▶ [Page extract]:

Traveling into the Light

John Haber
in New York City

Giovanni Battista Piranesi

Does it take a world traveler to pay attention to the skies of Europe? Does it take an artist to draw away?

Just past his mid-fifties, Giovanni Battista Piranesi sought out Greco-Roman sites, with drawings and prints that break out of the mad prisons of his confining fantasies and into the Italian sunlight. They combine careful observation of the present with unsettling perspectives on the past. They also bring serious scholarship to what he held in his imagination and right before his eyes. Could he distinguish what he saw from what he imagined and what he knew? It must have seemed to him a foolish question. Rome, ancient and modern, was not about to reconstruct itself. Giovanni Battista Piranesi, Temple of Neptune, Looking Southeast (Sir John Soane Museum, 1777–1778)

So where would Piranesi have been without his prisons? In Rome, of course, but could he ever find release from the prison house of his imagination? Not ten years ago, the Morgan displayed a handful of his drawings, and now it is back on familiar ground, but with barely a prison in sight. Instead, it has public piazzas and towering, wide-open architecture. He also has his pen, which can hardly stop adding hasty shading, figures in motion, and ornamental detail. He may seem like a whole other artist, a self-styled architect, designer, and student of antiquity—unless, that is, he was still making it all up.

But was he ever all that different, and what drew him to Rome in 1740, at just twenty, in the first place? This time, the Morgan goes to Piranesi himself for an answer: he had his ambitions, and Venice was just not going to appreciate his sublimity. Already he was speaking the language of Romanticism and the sublime, but not only that. He had left a watery city for firmer foundations, in architecture and antiquities, and he was not alone. A scholar like Johann Joachim Winckelmann in Germany and the artists from whom Piranesi learned in Italy were just starting to fill in the gaps when he topped them all.

Prison break

Giovanni Battista Piranesi stopped in 1777 at the three ruined temples of Paestum, near Salerno. Barely a year before his death, could he have attained at last a sense of release? Raised in the Republic of Venice and brought to Rome as draftsman to the Venetian ambassador, he had made his name with monumental views of Rome that belong at once to the fabric of a modern city and the past. Now he sketched the sunlight of southern Italy, so hot that herdsmen sought relief in the Greco-Roman ruins of their early Doric pillars and triangular lintels. He lives most to this day with the Carceri d'Invenzione, or "Imaginary Prisons"—prints so fiendish and intricate that they soon came to stand for a confining dream. Now he turned to what the period knew only as holy ground, as a basilica and as temples to Neptune and Ceres.

▶ [Challenges]:
- a) According to the Piranesi review, why did Piranesi leave Venice for Rome in 1740? Answer in one to three sentences.
- b) Continue the review of Piranesi's drawings above, starting right after its final sentence.

▶ [Records]:
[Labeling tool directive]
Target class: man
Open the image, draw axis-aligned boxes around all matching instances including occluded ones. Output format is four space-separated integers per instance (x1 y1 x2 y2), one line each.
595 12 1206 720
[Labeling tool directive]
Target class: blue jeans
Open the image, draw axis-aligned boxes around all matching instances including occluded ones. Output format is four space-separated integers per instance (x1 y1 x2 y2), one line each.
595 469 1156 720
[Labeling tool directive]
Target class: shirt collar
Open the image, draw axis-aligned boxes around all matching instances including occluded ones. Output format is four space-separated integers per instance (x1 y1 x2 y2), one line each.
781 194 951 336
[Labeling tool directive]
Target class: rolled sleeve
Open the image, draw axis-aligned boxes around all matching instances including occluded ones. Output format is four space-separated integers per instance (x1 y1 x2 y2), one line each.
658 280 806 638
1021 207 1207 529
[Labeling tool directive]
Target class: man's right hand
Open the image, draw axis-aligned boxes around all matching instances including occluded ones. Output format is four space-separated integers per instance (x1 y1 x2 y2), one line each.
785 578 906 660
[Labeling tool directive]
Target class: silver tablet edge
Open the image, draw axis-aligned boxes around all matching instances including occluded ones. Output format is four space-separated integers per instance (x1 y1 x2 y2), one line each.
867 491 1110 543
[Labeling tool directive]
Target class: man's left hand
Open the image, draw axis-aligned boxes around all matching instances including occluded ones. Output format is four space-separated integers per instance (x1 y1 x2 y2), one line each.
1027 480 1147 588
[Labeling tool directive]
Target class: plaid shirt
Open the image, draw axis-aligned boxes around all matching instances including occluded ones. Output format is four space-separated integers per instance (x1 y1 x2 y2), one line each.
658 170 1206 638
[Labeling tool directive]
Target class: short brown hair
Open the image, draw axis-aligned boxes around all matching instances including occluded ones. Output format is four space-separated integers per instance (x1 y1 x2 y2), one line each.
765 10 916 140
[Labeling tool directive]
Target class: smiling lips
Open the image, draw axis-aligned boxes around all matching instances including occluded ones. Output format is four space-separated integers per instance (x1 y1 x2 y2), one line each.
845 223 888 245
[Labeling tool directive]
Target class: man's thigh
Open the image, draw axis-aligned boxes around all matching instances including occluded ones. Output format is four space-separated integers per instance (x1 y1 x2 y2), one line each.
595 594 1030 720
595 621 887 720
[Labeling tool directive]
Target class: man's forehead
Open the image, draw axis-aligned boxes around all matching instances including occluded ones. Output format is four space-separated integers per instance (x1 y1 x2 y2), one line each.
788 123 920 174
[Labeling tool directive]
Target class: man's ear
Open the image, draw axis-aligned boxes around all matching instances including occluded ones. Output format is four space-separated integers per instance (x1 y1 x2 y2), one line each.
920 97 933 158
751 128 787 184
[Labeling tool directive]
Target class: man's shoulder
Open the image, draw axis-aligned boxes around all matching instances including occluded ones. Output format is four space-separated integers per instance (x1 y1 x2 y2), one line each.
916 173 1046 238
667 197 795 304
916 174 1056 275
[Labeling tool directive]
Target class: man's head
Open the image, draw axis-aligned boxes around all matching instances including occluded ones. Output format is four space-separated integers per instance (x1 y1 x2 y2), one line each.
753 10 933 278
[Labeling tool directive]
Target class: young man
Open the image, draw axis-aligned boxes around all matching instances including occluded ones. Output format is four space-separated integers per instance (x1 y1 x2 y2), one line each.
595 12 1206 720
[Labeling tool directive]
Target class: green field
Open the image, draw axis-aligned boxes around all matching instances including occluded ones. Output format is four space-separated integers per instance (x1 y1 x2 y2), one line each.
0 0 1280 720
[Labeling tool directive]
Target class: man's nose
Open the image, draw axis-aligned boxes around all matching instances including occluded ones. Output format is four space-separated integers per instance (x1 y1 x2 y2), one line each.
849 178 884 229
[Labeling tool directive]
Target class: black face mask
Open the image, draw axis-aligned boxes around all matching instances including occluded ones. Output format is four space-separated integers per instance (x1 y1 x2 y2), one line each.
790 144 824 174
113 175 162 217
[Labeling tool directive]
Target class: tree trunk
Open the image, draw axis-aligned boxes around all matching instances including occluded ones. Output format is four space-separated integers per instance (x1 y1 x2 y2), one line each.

▶ [Answer list]:
- a) Piranesi had ambitions, and Venice was not going to appreciate his sublimity. He also left a watery city for firmer foundations in architecture and antiquities.

- b)
Perhaps his prisons never did press in all that closely with their torments. They reach upward in level after dizzying level, anticipating the steel frames of Europe's great railway stations still to come. For Piranesi, though, there was no escaping the fantasy or the fever. Now he subordinates peasant life to his own unreason. He adopts baffling points of view, multiple perspectives, and sudden contrasts between light and shadow that bring out the crumbling incompletion of columns and triangular tympani, weeds flourishing at the top. One temple looms beyond another as less a relief or an alternative than a pale vision.

Who are these people anyway? Fifteen studies leave them ambiguously at work, at rest, or at play, at times quite out of scale to the architecture. One figure is absorbed in reading, and some might well be tourists. A man of the cloth appears outside, but he might be a figure out of commedia dell'arte or just plain slinking off. Few speak, and pigs and cattle loll contentedly, to judge by a discernible smile. Most look just as ghostly as the temples—and just as often drowned in the towering contrasts of light and shadow.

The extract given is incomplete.